--- Start of Excerpted text ---
Intel’s Photorealistic Simulator for Embodied AI

SPEAR, a new AI training framework, could make household robots more useful.

SPEAR enables embodied AI developers to operate robots in complex indoor environments through simulations. (Source: Intel.)

SPEAR enables embodied AI developers to operate robots in complex indoor environments through simulations. (Source: Intel.)

In an effort to develop a better way to train AI models for robotics, Intel has developed the Simulator for Photorealistic Embodied AI Research, or SPEAR.

Developed in collaboration with the Computer Vision Center in Spain, Chinese design platform provider Kujiale, and the Technical University of Munich, SPEAR is an open-source platform for realistic simulations that accelerates the training and validation of embodied AI systems in indoor areas and for digital twin applications. The platform is designed to boost the innovation and commercialization of household robotics, such as robotic vacuums or humanoid robots, by simulating various human-robot interaction scenarios.
--- End of Excerpted text ---
> [Things to do]:
**1)** Rewrite the SPEAR article from "Intel’s Photorealistic Simulator" to "Research, or SPEAR.", replacing "SPEAR" with "PRISM".
**2)** List the organizations that the SPEAR article names as Intel's collaborators in developing the platform.
**3)** Continue the SPEAR article after its last sentence.
The lines after the article play no part in what is asked here.
--- Start of Stored rows ---
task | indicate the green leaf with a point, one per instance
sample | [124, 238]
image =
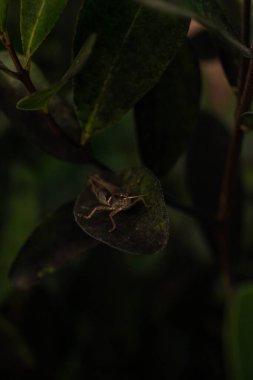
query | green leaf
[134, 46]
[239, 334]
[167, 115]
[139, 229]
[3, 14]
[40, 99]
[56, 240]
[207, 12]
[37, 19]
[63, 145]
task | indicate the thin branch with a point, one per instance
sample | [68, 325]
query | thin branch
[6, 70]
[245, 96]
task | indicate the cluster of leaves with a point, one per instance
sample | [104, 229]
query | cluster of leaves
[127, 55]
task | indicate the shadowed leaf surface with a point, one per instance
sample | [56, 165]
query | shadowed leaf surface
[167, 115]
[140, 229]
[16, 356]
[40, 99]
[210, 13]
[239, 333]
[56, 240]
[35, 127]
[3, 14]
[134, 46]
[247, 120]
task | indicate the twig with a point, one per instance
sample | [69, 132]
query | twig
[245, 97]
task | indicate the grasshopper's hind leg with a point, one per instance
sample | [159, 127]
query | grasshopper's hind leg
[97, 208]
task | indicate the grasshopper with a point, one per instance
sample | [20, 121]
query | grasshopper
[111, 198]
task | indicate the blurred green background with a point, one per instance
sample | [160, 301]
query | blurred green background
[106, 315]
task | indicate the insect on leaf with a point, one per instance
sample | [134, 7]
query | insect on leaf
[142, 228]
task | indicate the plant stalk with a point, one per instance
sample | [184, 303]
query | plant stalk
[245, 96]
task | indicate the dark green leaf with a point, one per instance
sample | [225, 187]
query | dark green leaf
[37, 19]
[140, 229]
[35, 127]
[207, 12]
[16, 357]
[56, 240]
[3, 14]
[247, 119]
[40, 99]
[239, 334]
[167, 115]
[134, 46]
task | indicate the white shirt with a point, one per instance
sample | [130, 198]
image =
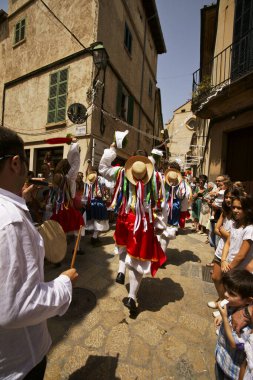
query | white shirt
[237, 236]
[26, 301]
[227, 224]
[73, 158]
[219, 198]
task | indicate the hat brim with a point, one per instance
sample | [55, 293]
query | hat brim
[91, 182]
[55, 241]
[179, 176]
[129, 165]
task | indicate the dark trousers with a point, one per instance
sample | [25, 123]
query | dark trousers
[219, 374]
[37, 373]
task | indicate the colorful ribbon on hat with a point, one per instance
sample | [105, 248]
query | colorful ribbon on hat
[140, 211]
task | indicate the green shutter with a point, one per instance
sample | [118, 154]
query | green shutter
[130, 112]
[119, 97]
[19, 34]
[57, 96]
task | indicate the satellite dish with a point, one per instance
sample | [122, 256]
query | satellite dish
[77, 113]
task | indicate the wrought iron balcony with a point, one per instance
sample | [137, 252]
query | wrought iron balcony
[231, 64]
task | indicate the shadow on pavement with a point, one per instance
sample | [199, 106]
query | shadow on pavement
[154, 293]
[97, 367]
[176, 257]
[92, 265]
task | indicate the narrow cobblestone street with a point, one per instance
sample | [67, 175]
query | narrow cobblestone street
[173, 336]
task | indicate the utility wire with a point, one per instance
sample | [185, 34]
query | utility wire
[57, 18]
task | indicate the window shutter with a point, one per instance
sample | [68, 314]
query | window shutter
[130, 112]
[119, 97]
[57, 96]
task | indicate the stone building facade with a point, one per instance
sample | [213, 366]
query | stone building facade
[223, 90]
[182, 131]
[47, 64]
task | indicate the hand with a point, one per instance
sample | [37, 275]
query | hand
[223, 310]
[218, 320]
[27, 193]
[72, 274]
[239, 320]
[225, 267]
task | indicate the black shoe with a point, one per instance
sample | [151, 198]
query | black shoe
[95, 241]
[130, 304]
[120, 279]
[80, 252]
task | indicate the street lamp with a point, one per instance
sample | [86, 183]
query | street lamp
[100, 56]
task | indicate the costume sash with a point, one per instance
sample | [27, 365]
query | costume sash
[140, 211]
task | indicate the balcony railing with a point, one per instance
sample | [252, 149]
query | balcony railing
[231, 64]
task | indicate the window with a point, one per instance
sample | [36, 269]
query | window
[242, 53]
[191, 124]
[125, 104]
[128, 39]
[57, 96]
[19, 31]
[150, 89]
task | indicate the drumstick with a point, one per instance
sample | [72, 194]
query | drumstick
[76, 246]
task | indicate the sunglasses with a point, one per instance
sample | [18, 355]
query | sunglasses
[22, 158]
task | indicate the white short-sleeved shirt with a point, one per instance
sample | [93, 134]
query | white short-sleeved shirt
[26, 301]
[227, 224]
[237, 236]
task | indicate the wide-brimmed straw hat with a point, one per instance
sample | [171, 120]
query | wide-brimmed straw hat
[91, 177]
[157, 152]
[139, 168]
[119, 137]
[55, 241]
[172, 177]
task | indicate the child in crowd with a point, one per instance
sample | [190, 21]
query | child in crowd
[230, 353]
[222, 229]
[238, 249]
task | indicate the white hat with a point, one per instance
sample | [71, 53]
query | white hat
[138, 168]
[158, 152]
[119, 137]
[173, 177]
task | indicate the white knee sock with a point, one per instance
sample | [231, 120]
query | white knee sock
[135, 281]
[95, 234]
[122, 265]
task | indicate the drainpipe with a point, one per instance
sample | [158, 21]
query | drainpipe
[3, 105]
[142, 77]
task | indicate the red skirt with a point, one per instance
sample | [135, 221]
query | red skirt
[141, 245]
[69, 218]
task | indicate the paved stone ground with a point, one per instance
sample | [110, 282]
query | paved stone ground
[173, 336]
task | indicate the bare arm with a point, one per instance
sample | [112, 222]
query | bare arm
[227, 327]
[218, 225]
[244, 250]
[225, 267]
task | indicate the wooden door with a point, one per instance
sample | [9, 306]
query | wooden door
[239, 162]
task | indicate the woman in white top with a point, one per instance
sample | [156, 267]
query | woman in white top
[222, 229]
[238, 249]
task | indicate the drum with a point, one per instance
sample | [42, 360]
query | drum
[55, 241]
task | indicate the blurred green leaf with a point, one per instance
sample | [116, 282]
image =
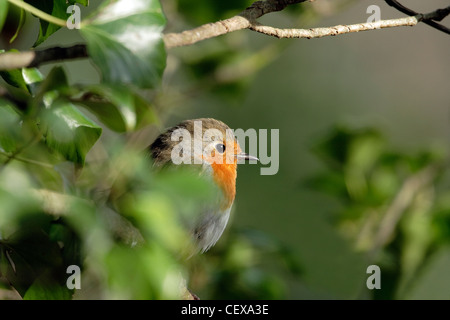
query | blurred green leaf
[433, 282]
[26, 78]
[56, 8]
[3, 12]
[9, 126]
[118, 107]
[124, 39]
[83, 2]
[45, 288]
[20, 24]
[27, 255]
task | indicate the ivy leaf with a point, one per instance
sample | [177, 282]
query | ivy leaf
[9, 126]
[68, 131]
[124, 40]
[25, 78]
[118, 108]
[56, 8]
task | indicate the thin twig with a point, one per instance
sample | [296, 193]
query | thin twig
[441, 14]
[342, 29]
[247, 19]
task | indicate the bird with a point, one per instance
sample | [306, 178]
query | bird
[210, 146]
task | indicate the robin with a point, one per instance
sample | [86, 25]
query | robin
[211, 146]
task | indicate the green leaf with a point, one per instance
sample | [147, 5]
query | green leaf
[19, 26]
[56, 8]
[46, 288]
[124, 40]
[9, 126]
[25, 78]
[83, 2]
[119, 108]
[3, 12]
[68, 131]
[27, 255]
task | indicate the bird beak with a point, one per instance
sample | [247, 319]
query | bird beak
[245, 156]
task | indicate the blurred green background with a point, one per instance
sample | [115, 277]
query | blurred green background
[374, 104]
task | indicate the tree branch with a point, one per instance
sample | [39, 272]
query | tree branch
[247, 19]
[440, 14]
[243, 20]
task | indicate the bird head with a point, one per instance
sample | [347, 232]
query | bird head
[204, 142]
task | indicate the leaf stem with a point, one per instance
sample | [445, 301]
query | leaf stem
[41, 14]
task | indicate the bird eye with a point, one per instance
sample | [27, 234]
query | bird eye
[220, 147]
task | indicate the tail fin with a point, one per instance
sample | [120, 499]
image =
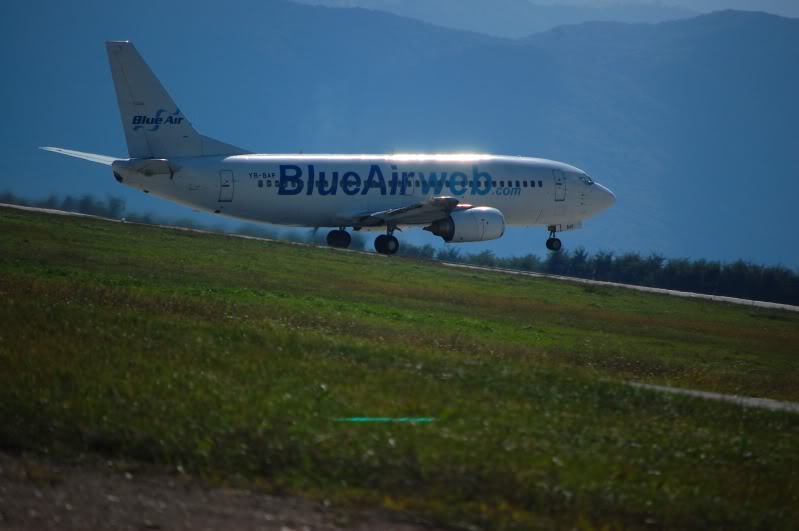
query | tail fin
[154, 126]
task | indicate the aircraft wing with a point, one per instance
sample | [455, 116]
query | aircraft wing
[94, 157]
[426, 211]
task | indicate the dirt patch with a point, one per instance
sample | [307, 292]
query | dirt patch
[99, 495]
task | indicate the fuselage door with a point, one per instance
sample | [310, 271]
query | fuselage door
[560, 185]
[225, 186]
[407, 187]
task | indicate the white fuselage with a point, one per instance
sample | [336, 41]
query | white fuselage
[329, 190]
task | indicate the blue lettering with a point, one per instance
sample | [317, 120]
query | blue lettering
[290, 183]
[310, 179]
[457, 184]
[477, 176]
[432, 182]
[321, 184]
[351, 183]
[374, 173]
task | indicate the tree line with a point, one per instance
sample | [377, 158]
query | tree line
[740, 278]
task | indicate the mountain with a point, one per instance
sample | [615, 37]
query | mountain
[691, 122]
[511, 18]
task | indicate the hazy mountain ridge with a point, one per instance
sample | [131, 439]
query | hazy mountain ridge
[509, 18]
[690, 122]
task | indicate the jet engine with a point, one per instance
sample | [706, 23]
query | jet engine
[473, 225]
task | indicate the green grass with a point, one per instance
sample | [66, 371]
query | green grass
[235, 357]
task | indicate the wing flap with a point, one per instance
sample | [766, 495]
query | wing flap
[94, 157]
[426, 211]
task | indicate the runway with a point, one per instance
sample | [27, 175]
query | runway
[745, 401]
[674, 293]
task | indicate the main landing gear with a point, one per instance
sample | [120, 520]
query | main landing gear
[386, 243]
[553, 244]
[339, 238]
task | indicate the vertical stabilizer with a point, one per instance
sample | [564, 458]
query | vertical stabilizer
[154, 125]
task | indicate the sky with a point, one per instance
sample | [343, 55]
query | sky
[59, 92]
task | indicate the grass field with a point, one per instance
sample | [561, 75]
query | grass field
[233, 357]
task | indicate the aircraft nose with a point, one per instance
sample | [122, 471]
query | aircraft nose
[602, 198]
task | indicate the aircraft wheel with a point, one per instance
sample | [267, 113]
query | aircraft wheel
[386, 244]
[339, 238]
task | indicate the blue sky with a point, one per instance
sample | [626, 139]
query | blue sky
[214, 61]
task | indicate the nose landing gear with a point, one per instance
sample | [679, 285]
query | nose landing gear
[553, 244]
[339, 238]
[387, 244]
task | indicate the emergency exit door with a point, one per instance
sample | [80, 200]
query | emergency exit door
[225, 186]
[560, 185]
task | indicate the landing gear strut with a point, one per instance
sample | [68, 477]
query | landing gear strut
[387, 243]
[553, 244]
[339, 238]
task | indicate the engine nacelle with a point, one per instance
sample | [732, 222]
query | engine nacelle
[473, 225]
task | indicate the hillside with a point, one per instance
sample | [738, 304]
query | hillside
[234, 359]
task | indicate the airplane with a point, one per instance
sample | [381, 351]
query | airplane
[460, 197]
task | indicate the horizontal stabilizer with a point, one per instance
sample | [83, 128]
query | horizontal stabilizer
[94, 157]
--- End of Stored rows ---
--- Start of Stored rows ---
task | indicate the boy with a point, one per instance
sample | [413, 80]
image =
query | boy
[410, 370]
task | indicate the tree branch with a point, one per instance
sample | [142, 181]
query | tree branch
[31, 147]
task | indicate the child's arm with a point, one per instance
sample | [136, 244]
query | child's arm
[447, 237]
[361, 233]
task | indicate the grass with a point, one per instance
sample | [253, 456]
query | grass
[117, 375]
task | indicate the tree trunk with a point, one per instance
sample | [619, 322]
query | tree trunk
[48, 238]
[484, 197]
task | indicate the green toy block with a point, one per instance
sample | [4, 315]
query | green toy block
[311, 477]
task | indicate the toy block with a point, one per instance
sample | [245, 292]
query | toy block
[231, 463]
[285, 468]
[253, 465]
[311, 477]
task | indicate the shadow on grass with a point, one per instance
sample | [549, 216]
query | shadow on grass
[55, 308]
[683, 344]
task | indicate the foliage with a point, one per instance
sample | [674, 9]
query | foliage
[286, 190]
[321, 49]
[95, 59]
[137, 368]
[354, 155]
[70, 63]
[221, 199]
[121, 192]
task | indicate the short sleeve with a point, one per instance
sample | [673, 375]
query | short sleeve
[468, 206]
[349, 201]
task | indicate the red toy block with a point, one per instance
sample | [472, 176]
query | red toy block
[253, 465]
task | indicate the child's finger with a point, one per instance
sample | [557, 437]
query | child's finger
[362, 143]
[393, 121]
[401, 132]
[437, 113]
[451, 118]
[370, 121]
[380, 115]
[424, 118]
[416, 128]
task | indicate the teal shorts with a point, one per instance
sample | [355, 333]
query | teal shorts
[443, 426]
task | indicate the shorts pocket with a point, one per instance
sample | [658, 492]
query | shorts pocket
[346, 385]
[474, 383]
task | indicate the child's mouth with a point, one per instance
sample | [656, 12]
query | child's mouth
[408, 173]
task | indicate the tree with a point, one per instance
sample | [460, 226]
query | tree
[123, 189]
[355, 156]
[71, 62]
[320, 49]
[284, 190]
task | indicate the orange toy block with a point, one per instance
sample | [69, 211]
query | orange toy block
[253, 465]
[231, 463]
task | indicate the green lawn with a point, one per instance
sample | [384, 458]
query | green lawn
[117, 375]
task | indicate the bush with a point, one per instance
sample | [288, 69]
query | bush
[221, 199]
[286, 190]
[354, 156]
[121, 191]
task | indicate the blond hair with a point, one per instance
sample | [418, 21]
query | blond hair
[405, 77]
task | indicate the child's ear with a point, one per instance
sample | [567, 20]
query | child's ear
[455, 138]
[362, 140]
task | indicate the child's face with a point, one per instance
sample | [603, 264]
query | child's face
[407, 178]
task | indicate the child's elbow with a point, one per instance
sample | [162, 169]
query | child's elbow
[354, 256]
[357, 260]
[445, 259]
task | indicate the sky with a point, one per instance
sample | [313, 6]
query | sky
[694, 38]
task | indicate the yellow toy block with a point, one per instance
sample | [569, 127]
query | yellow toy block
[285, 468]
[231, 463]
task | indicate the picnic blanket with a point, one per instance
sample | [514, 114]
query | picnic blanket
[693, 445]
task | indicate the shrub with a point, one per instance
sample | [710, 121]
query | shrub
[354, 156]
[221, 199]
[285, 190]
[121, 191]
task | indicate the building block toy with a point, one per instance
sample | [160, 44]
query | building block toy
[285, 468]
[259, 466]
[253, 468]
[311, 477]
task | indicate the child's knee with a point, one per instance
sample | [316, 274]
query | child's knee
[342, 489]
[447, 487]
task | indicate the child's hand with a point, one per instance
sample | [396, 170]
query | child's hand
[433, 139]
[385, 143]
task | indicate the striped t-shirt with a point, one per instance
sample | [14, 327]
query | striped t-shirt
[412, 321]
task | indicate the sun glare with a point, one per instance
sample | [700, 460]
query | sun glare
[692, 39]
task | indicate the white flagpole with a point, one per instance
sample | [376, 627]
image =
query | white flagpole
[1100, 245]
--- End of Stored rows ---
> [Results for the exercise]:
**1)**
Intel’s Photorealistic Simulator for Embodied AI

PRISM, a new AI training framework, could make household robots more useful.

PRISM enables embodied AI developers to operate robots in complex indoor environments through simulations. (Source: Intel.)

PRISM enables embodied AI developers to operate robots in complex indoor environments through simulations. (Source: Intel.)

In an effort to develop a better way to train AI models for robotics, Intel has developed the Simulator for Photorealistic Embodied AI Research, or PRISM.

**2)**
- Computer Vision Center in Spain
- Kujiale
- Technical University of Munich

**3)**
Intel’s approach seeks to broaden the scope of existing interactive simulators that are limited in the diversity of interaction content they cover, their physical interaction capabilities and visual fidelity. SPEAR’s goal is to allow developers to train and validate embodied AI agents, or AI-based robots for a wider range of tasks and environments. Although the platform’s current content pack is suited for home environments, Intel plans to release additional content for industrial and health care spheres soon.

SPEAR required a team of professional artists to spend more than a year constructing a series of interactive environments. The platform’s starter pack features more than 300 virtual indoor environments, with over 2,500 rooms and 17,000 objects that can be individually manipulated. The environments include detailed geometries, photorealistic materials, and quality lighting representing realistic physical interactions.

SPEAR also supports a Point-Goal Navigation Task that computes a reward-driven navigational goal for an AI agent within an environment. It also supports a Freeform Task that provides data collection about an agent’s performance.

The physical world is complex, dynamic and constantly changing, which can be challenging for robots to effectively navigate. The most salient illustration of this is autonomous vehicles based on AI models that often have difficulty responding to novel, unexpected scenarios that human drivers can intuitively adapt to within seconds. In June, MIT researchers released an open-source photorealistic simulator that deploys realistic environments for AV training.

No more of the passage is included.